The Armenian American Mental Health Association (AAMHA) held a daylong conference with six presentations on the topic of transgenerational trauma at the Glendale College auditorium Saturday.
The organization works to promote mental health as a professional practice, increase psychological knowledge, and improve and expand culturally relevant mental health services for the Armenian community.
The conference, titled “Trans-generational Trauma Following the Armenian Genocide: Developmental Perspective, Catharsis, Healing and Empowerment,” was the first of its kind and featured prominent scholars from the fields of psychology and genocide studies.
“Because of the centennial of the Armenian genocide, we figured it would be a great way to look at the perspective of psychologists and mental health professionals on transgenerational trauma from the genocide,” said President of the AAMHA Board Adrine Avetyan.
Her hope was for the nearly 300 participants of the conference to leave with a better set of tools to cope with the grief that trickles down the generations of genocide survivors.
“Yes, we know this has happened and yes, we are struggling with it, but what’s next?” she said.
Ani Sarkissian attended the conference with her mother. The duo was eager to absorb the themes discussed by Avetyan.

[Collected material]
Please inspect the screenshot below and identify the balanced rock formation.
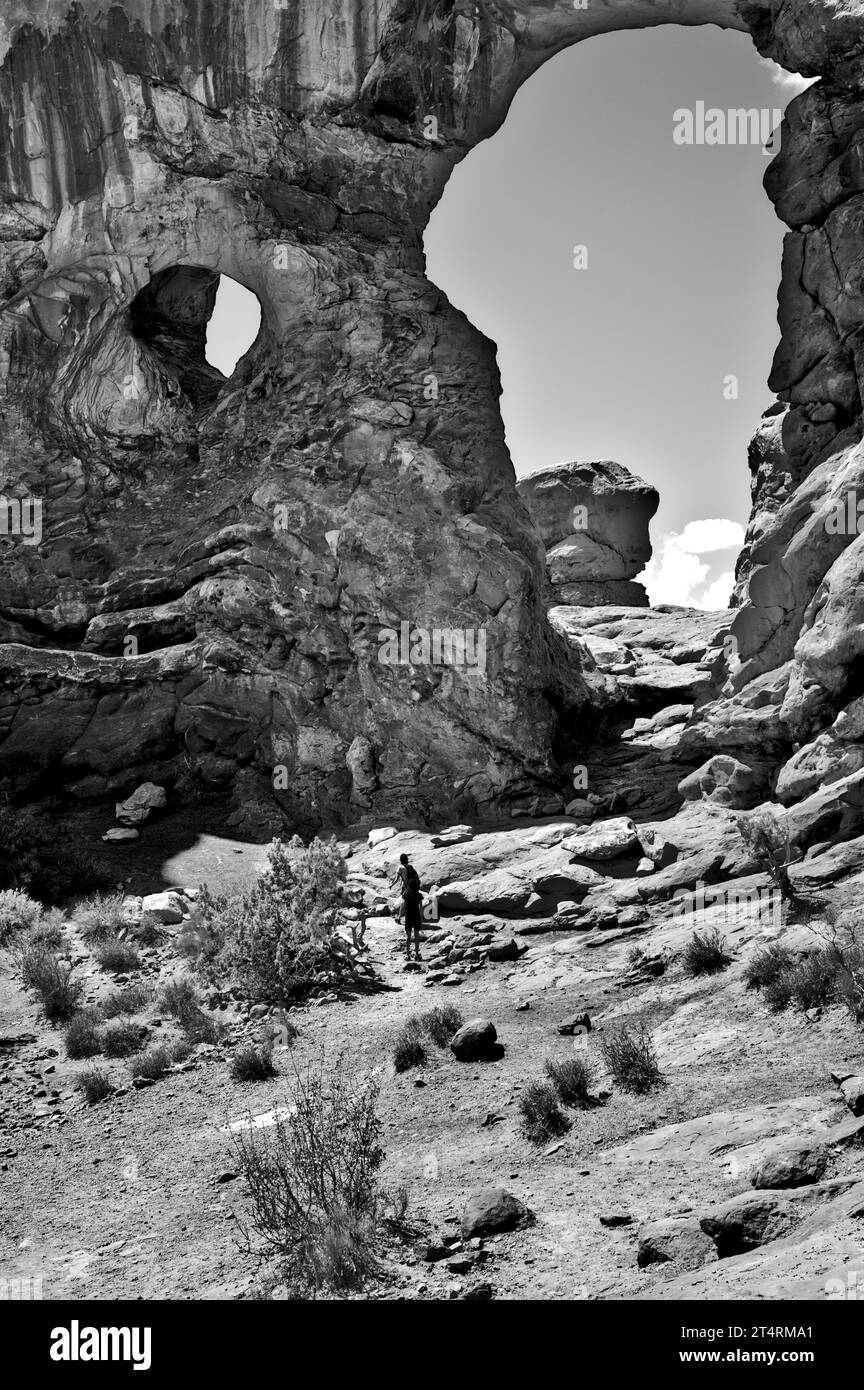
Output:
[517,460,660,607]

[What you need to do]
1. Answer these questions from the conference article:
(a) Where was the conference held?
(b) How many presentations did the conference have?
(c) Who came to the conference with Ani Sarkissian?
2. Quote the conference article from "Her hope was" to "discussed by Avetyan.".
Rely on the article alone for these tasks.

[Activity answers]
1.
(a) At the Glendale College auditorium
(b) Six
(c) Her mother

2.
Her hope was for the nearly 300 participants of the conference to leave with a better set of tools to cope with the grief that trickles down the generations of genocide survivors.
“Yes, we know this has happened and yes, we are struggling with it, but what’s next?” she said.
Ani Sarkissian attended the conference with her mother. The duo was eager to absorb the themes discussed by Avetyan.